--- BEGIN ---

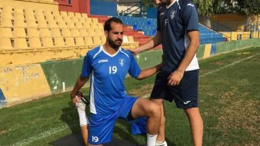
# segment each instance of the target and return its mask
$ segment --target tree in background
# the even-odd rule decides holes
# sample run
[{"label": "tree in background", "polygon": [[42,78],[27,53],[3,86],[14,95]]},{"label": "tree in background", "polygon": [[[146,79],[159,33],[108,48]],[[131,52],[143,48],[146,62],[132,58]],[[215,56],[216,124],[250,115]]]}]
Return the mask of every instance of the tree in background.
[{"label": "tree in background", "polygon": [[[260,0],[192,0],[200,14],[238,13],[249,15],[260,14]],[[144,7],[155,7],[154,0],[143,0]]]}]

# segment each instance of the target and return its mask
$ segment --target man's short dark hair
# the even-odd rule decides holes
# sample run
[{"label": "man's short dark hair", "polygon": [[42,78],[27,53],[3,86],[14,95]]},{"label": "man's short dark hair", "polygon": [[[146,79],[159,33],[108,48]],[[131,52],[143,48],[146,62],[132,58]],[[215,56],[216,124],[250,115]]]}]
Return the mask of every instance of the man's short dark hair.
[{"label": "man's short dark hair", "polygon": [[117,18],[113,17],[110,18],[105,22],[105,24],[104,25],[104,31],[109,32],[109,31],[112,29],[111,28],[111,23],[112,22],[124,24],[123,22],[121,21],[121,20]]}]

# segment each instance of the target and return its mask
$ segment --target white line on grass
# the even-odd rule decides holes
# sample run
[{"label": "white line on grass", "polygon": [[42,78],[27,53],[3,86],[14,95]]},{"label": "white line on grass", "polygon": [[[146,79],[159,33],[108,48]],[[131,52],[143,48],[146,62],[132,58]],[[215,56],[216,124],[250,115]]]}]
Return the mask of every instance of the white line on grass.
[{"label": "white line on grass", "polygon": [[[255,56],[256,55],[260,55],[260,53],[256,54],[255,54],[254,55],[252,55],[252,56],[249,56],[248,57],[247,57],[247,58],[245,58],[244,59],[241,59],[241,60],[239,60],[238,61],[235,61],[232,63],[230,63],[230,64],[227,64],[227,65],[224,65],[223,66],[222,66],[222,67],[220,67],[218,69],[217,69],[213,70],[212,70],[212,71],[209,71],[209,72],[208,72],[207,73],[204,73],[204,74],[203,74],[201,76],[200,76],[199,77],[200,77],[200,78],[206,76],[207,76],[208,75],[213,73],[215,72],[217,72],[217,71],[218,71],[221,70],[222,70],[224,68],[226,68],[228,67],[229,67],[229,66],[231,66],[235,64],[236,64],[237,63],[240,63],[242,61],[244,61],[245,60],[247,60],[248,59],[251,58],[252,58]],[[148,97],[149,97],[150,96],[150,94],[146,94],[146,95],[145,95],[144,96],[142,96],[142,97],[141,97],[141,98],[147,98]]]},{"label": "white line on grass", "polygon": [[200,78],[203,78],[203,77],[204,77],[204,76],[207,76],[207,75],[210,75],[210,74],[212,74],[212,73],[214,73],[218,71],[221,70],[222,70],[223,69],[225,68],[228,68],[228,67],[229,67],[230,66],[233,65],[235,64],[238,63],[239,63],[243,61],[244,61],[246,60],[247,60],[248,59],[249,59],[250,58],[252,58],[255,56],[256,55],[260,55],[260,54],[255,54],[254,55],[252,55],[252,56],[249,56],[248,57],[247,57],[246,58],[245,58],[244,59],[241,59],[241,60],[239,60],[238,61],[235,61],[232,63],[230,63],[230,64],[227,64],[227,65],[224,65],[223,66],[222,66],[222,67],[221,67],[217,69],[215,69],[215,70],[212,70],[212,71],[209,71],[209,72],[208,72],[207,73],[204,73],[203,75],[202,75],[201,76],[200,76],[199,77]]},{"label": "white line on grass", "polygon": [[69,127],[67,125],[64,125],[60,127],[54,128],[41,133],[37,135],[31,137],[28,139],[24,139],[13,144],[11,145],[11,146],[26,145],[35,141],[49,136],[57,132],[61,132],[68,128]]}]

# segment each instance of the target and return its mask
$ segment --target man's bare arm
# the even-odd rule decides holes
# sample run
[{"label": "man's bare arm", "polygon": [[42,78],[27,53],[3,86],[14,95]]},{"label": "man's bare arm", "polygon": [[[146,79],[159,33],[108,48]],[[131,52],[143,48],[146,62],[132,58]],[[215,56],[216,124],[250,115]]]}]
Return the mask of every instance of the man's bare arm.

--- END ---

#### WHAT THE EXERCISE ASKS:
The pictures should not appear in the copy; every other part of the records above must be returned exactly.

#### RESPONSE FOR THIS EXERCISE:
# segment each instance of the target and return its mask
$ segment --target tree in background
# the even-odd rule decides holes
# sample run
[{"label": "tree in background", "polygon": [[42,78],[27,53],[3,86],[14,95]]},{"label": "tree in background", "polygon": [[[146,79],[159,33],[108,48]],[[131,52],[143,48],[146,62],[132,58]],[[215,56],[216,124],[250,115]]]}]
Return the mask of every instance of the tree in background.
[{"label": "tree in background", "polygon": [[[260,0],[192,0],[200,14],[238,13],[249,15],[260,14]],[[144,7],[155,7],[154,0],[143,0]]]}]

# segment each instance of the target and return its mask
$ segment --target man's short dark hair
# the even-odd rule decides holes
# sample run
[{"label": "man's short dark hair", "polygon": [[42,78],[27,53],[3,86],[14,95]]},{"label": "man's short dark hair", "polygon": [[[146,79],[159,33],[108,48]],[[131,52],[143,48],[146,62],[132,58]],[[215,56],[216,124],[250,115]]]}]
Return the mask of every instance of the man's short dark hair.
[{"label": "man's short dark hair", "polygon": [[117,18],[113,17],[110,18],[105,22],[105,24],[104,25],[104,31],[109,32],[109,31],[112,29],[111,28],[111,23],[112,22],[124,24],[123,22],[121,21],[121,20]]}]

# segment each instance of the target and return its mask
$ segment --target white line on grass
# the even-odd rule decides holes
# sample run
[{"label": "white line on grass", "polygon": [[42,78],[27,53],[3,86],[14,95]]},{"label": "white line on grass", "polygon": [[[146,79],[159,33],[108,48]],[[131,52],[143,48],[146,62],[132,58]],[[215,56],[216,124],[250,115]]]}]
Return the mask of every instance of the white line on grass.
[{"label": "white line on grass", "polygon": [[[255,56],[256,55],[260,55],[260,53],[256,54],[255,54],[254,55],[252,55],[252,56],[249,56],[248,57],[247,57],[247,58],[245,58],[244,59],[241,59],[241,60],[239,60],[238,61],[235,61],[232,63],[230,63],[230,64],[227,64],[227,65],[224,65],[223,66],[222,66],[222,67],[220,67],[218,69],[217,69],[213,70],[212,70],[212,71],[209,71],[209,72],[208,72],[207,73],[204,73],[204,74],[203,74],[201,76],[200,76],[199,77],[200,77],[200,78],[206,76],[207,76],[208,75],[213,73],[215,72],[217,72],[217,71],[218,71],[221,70],[222,70],[224,68],[226,68],[228,67],[229,67],[229,66],[231,66],[235,64],[236,64],[237,63],[240,63],[242,61],[244,61],[245,60],[247,60],[248,59],[251,58],[252,58]],[[148,97],[149,97],[150,96],[150,94],[146,94],[146,95],[145,95],[144,96],[142,96],[142,97],[141,97],[141,98],[147,98]]]},{"label": "white line on grass", "polygon": [[200,78],[203,78],[203,77],[204,77],[204,76],[207,76],[207,75],[210,75],[210,74],[212,74],[212,73],[214,73],[218,71],[221,70],[222,70],[223,69],[225,68],[228,68],[228,67],[229,67],[230,66],[233,65],[235,64],[238,63],[239,63],[243,61],[244,61],[246,60],[247,60],[248,59],[249,59],[250,58],[252,58],[255,56],[256,55],[260,55],[260,54],[255,54],[254,55],[252,55],[252,56],[249,56],[248,57],[247,57],[246,58],[245,58],[244,59],[241,59],[241,60],[239,60],[238,61],[235,61],[232,63],[230,63],[230,64],[227,64],[227,65],[224,65],[223,66],[222,66],[222,67],[221,67],[217,69],[215,69],[215,70],[212,70],[212,71],[209,71],[209,72],[208,72],[207,73],[204,73],[203,75],[202,75],[201,76],[200,76],[199,77]]},{"label": "white line on grass", "polygon": [[69,127],[67,125],[64,125],[60,127],[54,128],[41,133],[37,135],[31,137],[28,139],[24,139],[13,144],[11,145],[11,146],[26,145],[35,141],[49,136],[57,132],[61,132],[68,128]]}]

# segment each instance of the target and return its mask
$ segment --target man's bare arm
# the even-odd rule decides holes
# sample run
[{"label": "man's bare arm", "polygon": [[42,78],[27,53],[3,86],[14,95]]},{"label": "man's bare arm", "polygon": [[[146,79],[159,33],[108,48]],[[131,52],[143,48],[146,62],[132,58]],[[215,56],[216,124],[250,115]]]}]
Return the mask of every instance of the man's bare arm.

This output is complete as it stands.